*Given task:* Gather every line from the rows below that includes the word "blue", and copy each of those lines in full.

*Records for the task:*

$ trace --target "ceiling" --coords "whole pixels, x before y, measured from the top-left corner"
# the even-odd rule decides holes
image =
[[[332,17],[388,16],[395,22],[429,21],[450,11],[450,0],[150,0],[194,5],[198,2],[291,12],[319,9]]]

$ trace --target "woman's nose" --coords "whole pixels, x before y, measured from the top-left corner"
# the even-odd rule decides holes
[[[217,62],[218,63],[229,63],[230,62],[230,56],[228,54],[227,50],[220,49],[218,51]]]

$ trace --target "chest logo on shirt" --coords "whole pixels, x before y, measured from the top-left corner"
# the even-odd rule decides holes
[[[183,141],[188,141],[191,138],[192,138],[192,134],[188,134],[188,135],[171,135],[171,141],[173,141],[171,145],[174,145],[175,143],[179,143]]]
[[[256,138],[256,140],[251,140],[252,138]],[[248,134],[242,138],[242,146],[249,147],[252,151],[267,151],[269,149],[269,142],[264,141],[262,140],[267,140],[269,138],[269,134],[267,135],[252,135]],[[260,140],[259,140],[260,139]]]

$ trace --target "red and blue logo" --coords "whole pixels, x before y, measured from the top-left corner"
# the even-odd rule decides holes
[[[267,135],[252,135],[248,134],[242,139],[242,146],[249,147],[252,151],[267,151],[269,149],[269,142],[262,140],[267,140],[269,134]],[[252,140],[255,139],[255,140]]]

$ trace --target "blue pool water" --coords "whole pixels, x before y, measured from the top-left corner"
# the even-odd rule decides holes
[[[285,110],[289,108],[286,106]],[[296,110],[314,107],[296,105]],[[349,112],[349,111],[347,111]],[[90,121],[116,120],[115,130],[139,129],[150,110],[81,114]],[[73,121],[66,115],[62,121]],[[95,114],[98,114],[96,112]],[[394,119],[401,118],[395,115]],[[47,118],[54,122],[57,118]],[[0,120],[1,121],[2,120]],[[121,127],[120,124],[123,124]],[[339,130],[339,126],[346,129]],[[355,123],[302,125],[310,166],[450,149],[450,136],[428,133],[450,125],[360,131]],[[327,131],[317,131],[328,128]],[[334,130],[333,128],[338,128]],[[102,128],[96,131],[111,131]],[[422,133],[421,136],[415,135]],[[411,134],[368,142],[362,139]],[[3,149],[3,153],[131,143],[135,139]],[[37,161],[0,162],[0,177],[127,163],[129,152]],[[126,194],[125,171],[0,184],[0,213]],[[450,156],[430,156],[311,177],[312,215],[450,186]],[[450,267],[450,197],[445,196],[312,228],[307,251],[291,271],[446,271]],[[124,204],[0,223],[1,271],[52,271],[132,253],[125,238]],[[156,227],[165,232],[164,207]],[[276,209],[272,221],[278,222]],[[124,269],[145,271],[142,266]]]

*Task response:*
$ trace --target "red and blue logo" --coords "whole pixels, x before y, measured from the top-left corner"
$ trace --target "blue pool water" --coords "whole pixels, x before y, measured from the top-left corner"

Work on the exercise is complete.